• AIM OF THE EXERCISE: Could you write out the records from their first line up to and including the line with "pixel 488 273", keeping every line the same?

• SUPPLIED DATA:
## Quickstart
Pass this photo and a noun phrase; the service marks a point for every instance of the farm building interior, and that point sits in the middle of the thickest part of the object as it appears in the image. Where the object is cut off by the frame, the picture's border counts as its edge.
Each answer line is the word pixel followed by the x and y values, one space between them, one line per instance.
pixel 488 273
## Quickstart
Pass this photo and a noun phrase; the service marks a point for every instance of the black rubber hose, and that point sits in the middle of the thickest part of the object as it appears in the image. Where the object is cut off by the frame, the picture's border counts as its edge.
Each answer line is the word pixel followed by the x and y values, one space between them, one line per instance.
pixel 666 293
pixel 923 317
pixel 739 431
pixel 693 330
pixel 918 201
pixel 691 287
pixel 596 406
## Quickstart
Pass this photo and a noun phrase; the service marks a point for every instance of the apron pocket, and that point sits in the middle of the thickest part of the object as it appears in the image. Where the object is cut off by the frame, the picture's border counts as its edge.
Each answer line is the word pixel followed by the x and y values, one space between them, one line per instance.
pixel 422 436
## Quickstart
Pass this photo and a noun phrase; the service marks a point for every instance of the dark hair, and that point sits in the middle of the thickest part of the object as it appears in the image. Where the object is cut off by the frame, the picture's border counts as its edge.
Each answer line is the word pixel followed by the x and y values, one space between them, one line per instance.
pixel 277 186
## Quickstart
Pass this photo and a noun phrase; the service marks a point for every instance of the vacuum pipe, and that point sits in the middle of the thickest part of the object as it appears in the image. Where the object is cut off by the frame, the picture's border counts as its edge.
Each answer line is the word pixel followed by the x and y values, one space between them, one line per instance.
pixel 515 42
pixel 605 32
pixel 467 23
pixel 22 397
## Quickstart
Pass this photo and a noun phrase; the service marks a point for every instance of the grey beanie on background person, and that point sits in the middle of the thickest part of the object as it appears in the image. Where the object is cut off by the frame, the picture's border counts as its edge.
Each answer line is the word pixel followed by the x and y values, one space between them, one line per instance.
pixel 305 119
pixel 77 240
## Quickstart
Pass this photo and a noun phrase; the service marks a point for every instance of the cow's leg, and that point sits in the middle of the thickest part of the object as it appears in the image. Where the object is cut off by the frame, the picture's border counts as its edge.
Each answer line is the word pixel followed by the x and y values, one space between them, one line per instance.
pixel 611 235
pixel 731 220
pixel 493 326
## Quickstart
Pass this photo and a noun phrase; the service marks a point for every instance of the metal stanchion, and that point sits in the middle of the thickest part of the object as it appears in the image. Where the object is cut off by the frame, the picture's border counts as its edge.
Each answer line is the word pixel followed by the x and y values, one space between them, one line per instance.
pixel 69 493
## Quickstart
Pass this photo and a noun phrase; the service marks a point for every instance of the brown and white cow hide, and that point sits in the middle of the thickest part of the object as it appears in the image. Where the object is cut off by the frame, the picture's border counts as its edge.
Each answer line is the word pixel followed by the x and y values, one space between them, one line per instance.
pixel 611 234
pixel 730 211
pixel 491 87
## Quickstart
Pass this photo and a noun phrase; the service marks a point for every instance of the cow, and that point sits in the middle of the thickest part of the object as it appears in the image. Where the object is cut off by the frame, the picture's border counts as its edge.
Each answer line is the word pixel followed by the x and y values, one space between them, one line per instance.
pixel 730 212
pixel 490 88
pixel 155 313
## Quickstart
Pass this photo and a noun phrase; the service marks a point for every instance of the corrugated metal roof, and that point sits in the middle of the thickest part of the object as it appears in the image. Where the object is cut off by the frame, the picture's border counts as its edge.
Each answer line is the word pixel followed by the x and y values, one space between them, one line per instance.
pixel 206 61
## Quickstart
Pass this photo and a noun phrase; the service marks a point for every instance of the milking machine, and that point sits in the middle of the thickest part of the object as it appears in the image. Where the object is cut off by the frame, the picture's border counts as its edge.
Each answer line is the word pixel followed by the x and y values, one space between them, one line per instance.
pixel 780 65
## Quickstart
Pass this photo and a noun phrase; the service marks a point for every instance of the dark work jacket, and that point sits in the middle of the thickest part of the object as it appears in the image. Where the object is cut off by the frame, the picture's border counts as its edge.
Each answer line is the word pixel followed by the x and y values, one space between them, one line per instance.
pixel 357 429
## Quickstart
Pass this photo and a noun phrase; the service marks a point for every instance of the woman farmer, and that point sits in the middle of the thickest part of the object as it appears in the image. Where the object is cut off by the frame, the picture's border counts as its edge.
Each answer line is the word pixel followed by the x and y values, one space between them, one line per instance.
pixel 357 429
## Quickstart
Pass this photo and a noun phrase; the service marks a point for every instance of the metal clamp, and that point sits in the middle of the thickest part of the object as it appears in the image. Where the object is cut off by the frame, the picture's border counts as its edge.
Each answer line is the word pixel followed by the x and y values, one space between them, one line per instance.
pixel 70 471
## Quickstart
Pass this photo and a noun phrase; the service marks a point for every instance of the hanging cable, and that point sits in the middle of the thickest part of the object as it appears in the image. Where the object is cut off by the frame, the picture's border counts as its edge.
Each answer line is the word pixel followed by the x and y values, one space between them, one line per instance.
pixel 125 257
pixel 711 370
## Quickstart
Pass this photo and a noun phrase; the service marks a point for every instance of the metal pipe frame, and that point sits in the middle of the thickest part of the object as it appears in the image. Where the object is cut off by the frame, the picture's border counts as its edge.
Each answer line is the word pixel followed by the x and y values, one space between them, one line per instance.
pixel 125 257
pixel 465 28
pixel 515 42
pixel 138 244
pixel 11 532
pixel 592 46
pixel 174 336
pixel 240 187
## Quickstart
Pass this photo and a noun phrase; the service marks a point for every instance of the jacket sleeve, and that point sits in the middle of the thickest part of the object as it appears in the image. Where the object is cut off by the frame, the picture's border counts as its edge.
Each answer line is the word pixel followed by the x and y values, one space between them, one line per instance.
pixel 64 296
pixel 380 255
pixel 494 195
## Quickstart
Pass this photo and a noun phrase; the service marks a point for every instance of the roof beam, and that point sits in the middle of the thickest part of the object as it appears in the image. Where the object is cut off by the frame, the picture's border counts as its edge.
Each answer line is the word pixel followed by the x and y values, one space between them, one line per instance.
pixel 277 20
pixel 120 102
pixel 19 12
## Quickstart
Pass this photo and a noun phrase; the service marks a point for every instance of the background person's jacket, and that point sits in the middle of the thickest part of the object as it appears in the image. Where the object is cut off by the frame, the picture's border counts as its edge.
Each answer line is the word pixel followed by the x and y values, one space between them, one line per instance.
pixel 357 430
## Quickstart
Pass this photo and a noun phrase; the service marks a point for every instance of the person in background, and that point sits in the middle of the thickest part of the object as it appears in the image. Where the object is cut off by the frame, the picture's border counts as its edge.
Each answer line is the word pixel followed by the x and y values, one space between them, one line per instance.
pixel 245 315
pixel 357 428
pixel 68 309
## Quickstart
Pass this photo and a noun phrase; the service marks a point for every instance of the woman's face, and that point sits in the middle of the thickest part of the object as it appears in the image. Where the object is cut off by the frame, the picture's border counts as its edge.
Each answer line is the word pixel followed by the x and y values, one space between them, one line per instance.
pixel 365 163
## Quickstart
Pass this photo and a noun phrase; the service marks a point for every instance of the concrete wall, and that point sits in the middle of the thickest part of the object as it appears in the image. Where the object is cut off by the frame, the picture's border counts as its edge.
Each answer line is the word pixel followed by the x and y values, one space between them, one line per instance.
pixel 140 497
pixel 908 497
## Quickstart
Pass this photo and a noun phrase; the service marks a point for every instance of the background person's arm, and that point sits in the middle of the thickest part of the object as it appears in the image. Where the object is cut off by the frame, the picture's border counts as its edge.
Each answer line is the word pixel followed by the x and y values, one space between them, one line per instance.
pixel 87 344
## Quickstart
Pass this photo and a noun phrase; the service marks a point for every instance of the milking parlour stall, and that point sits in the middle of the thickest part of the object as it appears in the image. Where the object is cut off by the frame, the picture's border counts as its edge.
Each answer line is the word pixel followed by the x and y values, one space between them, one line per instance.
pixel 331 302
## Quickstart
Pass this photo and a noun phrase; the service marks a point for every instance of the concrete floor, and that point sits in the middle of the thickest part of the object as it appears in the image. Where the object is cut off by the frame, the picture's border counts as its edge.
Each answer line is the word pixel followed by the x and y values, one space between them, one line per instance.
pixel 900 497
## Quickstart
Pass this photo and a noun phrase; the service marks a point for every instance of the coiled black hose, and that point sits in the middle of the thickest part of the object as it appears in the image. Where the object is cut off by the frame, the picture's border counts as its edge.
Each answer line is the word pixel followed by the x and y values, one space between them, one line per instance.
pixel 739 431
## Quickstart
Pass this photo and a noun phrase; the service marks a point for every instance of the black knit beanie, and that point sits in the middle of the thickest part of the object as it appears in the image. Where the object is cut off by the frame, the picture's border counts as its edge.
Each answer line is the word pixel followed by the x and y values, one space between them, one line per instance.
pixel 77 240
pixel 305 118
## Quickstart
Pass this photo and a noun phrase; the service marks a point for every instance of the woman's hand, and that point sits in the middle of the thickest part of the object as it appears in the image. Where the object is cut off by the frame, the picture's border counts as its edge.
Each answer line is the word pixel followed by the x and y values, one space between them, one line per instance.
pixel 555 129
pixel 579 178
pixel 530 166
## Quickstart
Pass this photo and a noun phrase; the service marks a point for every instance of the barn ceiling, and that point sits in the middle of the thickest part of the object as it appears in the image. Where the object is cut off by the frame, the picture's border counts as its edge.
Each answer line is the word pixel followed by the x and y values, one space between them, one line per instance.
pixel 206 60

• EXERCISE RESPONSE:
## Quickstart
Pass this photo and a noun phrase; the service marks a point for every instance of the farm building interior, and that point sits in the middle of the thickest part of the object as it appears in the image. Where the object is cut off by the frame, the picture's border counts as its edge.
Each answer line is the word pixel followed by the x and y values, one space between them, one line per instance.
pixel 488 273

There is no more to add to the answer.